Repeat the following listing word for word, every line of it.

(Stored records)
========

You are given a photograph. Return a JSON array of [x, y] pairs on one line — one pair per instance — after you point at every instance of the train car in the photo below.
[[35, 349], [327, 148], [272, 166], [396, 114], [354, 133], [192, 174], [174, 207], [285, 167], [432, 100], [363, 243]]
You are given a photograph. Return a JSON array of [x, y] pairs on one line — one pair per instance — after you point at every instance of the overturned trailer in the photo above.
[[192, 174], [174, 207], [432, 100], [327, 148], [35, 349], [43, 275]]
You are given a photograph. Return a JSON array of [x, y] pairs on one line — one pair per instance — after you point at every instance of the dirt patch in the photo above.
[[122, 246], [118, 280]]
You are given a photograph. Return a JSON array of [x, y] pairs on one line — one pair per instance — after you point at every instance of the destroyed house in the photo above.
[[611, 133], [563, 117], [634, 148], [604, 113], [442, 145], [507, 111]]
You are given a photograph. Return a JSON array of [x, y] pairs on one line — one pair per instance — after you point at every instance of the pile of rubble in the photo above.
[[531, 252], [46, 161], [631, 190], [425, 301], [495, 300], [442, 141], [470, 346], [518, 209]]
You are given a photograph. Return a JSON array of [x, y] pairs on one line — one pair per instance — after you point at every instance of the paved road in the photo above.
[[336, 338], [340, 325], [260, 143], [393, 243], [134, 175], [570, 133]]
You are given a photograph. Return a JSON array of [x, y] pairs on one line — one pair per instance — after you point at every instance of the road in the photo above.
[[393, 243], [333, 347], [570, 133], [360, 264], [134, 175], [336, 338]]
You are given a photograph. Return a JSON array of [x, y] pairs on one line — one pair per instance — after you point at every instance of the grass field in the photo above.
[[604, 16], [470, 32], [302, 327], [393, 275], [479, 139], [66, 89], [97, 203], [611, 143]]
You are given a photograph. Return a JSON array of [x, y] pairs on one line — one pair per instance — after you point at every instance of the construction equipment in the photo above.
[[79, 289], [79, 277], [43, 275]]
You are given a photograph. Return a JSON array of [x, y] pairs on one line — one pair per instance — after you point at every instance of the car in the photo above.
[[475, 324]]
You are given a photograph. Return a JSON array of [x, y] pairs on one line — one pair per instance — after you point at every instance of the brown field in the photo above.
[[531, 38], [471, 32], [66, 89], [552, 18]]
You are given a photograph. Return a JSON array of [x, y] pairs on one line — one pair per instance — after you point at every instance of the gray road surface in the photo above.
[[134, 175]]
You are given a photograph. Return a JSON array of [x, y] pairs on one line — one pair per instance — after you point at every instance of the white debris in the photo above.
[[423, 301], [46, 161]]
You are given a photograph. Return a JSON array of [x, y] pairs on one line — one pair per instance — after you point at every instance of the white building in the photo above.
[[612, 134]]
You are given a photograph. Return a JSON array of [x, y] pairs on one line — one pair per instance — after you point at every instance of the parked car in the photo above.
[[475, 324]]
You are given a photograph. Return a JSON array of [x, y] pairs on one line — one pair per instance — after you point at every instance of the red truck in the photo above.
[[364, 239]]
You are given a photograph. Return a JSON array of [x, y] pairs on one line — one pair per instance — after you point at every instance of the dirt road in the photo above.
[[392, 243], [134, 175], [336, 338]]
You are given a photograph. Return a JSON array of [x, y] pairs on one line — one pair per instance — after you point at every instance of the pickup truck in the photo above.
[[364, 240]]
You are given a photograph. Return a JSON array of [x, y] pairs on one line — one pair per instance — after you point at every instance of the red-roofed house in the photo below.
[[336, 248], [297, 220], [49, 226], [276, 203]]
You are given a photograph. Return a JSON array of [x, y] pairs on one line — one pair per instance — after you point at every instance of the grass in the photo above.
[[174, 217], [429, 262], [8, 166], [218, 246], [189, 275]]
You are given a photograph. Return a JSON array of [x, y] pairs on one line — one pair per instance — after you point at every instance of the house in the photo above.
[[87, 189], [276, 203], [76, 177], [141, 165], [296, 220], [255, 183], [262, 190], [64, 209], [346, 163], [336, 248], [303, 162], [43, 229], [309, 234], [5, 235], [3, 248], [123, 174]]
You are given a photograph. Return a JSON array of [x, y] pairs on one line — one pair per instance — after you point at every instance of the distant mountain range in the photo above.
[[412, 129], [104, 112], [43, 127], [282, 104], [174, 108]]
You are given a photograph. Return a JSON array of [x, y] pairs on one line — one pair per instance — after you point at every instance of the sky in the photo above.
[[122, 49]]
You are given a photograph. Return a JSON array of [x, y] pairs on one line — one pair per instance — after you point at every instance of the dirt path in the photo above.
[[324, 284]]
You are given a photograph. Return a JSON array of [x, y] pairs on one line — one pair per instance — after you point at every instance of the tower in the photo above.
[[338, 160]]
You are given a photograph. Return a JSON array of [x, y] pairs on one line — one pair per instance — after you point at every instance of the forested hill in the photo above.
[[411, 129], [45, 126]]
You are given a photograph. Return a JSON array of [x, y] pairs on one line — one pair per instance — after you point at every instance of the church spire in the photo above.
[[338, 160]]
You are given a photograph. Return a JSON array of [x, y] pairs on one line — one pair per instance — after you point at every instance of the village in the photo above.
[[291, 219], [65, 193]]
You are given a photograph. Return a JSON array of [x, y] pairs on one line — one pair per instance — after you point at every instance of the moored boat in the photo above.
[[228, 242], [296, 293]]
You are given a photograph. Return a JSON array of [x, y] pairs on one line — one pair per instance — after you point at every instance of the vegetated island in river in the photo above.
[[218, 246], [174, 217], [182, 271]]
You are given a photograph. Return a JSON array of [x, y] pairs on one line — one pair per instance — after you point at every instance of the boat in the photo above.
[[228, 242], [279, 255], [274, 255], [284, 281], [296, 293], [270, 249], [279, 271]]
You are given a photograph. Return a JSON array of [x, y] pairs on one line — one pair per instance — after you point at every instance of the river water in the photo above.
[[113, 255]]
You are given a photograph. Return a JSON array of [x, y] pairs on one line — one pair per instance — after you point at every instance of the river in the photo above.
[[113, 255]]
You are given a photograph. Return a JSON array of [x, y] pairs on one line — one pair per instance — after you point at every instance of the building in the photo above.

========

* SOLUTION:
You are given a photograph. Return a JSON array of [x, y] pairs on one line — one pair per instance — after you point at every instance of the train car in the photo below.
[[35, 349], [327, 148], [272, 166], [396, 114], [354, 133], [192, 174], [174, 207], [285, 167], [432, 100], [363, 243]]
You are given a photograph. Return a JSON array of [x, y] pairs on one line — one pair per instance — after you point at every instance of the overturned trailer in the photo above.
[[192, 174], [174, 207], [432, 100], [327, 148], [35, 349], [43, 275]]
You are given a photograph. Return a JSON array of [x, y] pairs on one line — one pair per instance — after you point at every instance of the dirt patch in the photo above.
[[122, 246], [118, 280]]
You are given a photograph. Return a JSON array of [x, y] pairs on one line — one pair per instance — after you point at every instance of the destroyed house in the photo above.
[[611, 133], [563, 117], [634, 148], [604, 113], [442, 145], [507, 111]]
You are given a photograph. Return a JSON array of [x, y] pairs on one line — one pair per instance — after you point at every instance of the pile of rubble in the photo above.
[[531, 252], [46, 161], [631, 190], [425, 301], [495, 300], [442, 141], [470, 346], [518, 209]]
You are given a photograph. Return a JSON array of [x, y] pairs on one line — one pair per instance — after you point at every instance of the paved road in the photo above.
[[336, 338], [340, 325], [260, 143], [393, 243], [134, 175], [570, 133]]
You are given a photograph. Return a JSON array of [x, y] pairs on one line — one pair per instance — after you point at every instance of the road in the photo above.
[[393, 243], [333, 347], [570, 133], [360, 264], [134, 175], [336, 338]]
You are given a photograph. Return a JSON array of [x, y] pairs on one line — one pair per instance — after you point at every instance of the grass field in the photo above.
[[604, 16], [470, 32], [302, 327], [393, 275], [479, 139], [66, 89], [97, 203], [611, 143]]
You are given a photograph. Return a JSON array of [x, y] pairs on one line — one pair per instance — after you point at every instance of the construction equipment in the photo above.
[[79, 289], [79, 277], [43, 275]]
You are given a photograph. Return a JSON array of [x, y] pairs on one line — one pair per instance — after you point at every instance of the car in the photo above.
[[475, 324]]
You are given a photograph. Return a JSON array of [x, y] pairs on one line — one pair per instance — after you point at every instance of the brown field in the photo above.
[[531, 38], [471, 32], [66, 89], [552, 18]]
You are given a photograph. Return a JSON array of [x, y] pairs on one line — one pair per instance — after you point at every instance of the gray road surface in the photo above.
[[134, 175]]
You are given a photograph. Return a JSON array of [x, y] pairs on one line — one pair per instance — after you point at every instance of the white debris in the photo above.
[[423, 301], [46, 161]]
You are given a photograph. Return a JSON array of [x, y] pairs on one line — one pair per instance — after you point at every instance of the white building in the photo above.
[[612, 134]]
You are given a photograph. Return a JSON array of [x, y] pairs on one line — one pair per instance — after you point at every instance of the parked car in the photo above.
[[475, 324]]
You are given a photograph. Return a JSON array of [x, y] pairs on one line — one pair per instance — after you point at every instance of the red truck in the photo above.
[[364, 239]]
You are given a photograph. Return a JSON array of [x, y] pairs on one line — one pair per instance — after you point at every instance of the dirt road in the photo above.
[[392, 243], [134, 175], [336, 338]]
You are given a photograph. Return a JSON array of [x, y] pairs on one line — one pair per instance — after you point at every instance of the pickup truck in the photo above.
[[364, 240]]
You are given a photograph. Return a JSON array of [x, y] pairs on one line — one pair per instance — after you point at every instance of the red-roofed house in the photo below.
[[336, 248], [297, 220], [49, 226], [276, 203]]
You are given a photograph. Return a JSON array of [x, y] pairs on one line — one pair per instance — after you point at every instance of the grass in the photo above.
[[174, 217], [429, 262], [8, 166], [218, 246], [189, 275]]
You are given a photograph. Return a JSON array of [x, y] pairs on one line — one pair per instance — after you point at every instance of the house in the photo above.
[[87, 189], [276, 203], [76, 177], [141, 165], [296, 220], [255, 183], [262, 190], [64, 209], [346, 163], [336, 248], [303, 162], [43, 229], [309, 234], [5, 235], [3, 248], [123, 174]]
You are given a photograph. Return a JSON array of [x, y] pairs on one line — one pair per instance — after you point at every instance of the distant mountain range in the photo above.
[[412, 129], [104, 112], [43, 127], [282, 104], [174, 108]]
You are given a photograph. Return a JSON array of [x, y] pairs on one line — one pair per instance — after you point at every instance of the sky in the photo above.
[[122, 49]]
You are given a photograph. Return a JSON array of [x, y] pairs on one line — one pair per instance — after you point at every instance of the dirt path in the photo above.
[[324, 284]]
You are given a photograph. Return a JSON array of [x, y] pairs on one line — one pair per instance — after you point at every instance of the tower in the photo above.
[[338, 160]]
You are given a photograph. Return a JSON array of [x, y] pairs on one line — one pair per instance — after you point at every instance of the forested hill in the photo above.
[[411, 129], [45, 126]]
You are given a photograph. Return a JSON array of [x, y] pairs on one line — one pair per instance — after you point at every instance of the church spire in the photo above.
[[338, 160]]
You are given a photograph. Return a JSON array of [x, y] pairs on one line — one pair per instance — after you point at every instance of the village in the photo above.
[[291, 219], [65, 193]]
You are given a photograph. Return a JSON array of [x, y] pairs on one line — one pair per instance — after you point at every instance of the moored boat in the photo above.
[[228, 242], [296, 293]]
You are given a photograph. Return a JSON array of [x, y] pairs on one line — one pair per instance — after you point at every instance of the vegetated island in river in the photo above.
[[218, 246], [174, 217], [182, 271]]
You are given a photograph. Return a JSON array of [x, y] pairs on one line — one pair per instance — after you point at every instance of the boat in the photo above.
[[228, 242], [279, 255], [274, 255], [284, 281], [296, 293], [270, 249], [279, 271]]
You are given a photograph. Return a JSON array of [x, y] pairs on one line — one pair per instance — after you point at every instance of the river water in the photo above.
[[113, 255]]
You are given a photograph. Return a JSON array of [x, y] pairs on one line — one pair per instance — after you point at every instance of the river in the photo above.
[[113, 255]]
You are given a photograph. Return a JSON array of [x, y] pairs on one line — one pair per instance — after you point at every instance of the building in the photo above.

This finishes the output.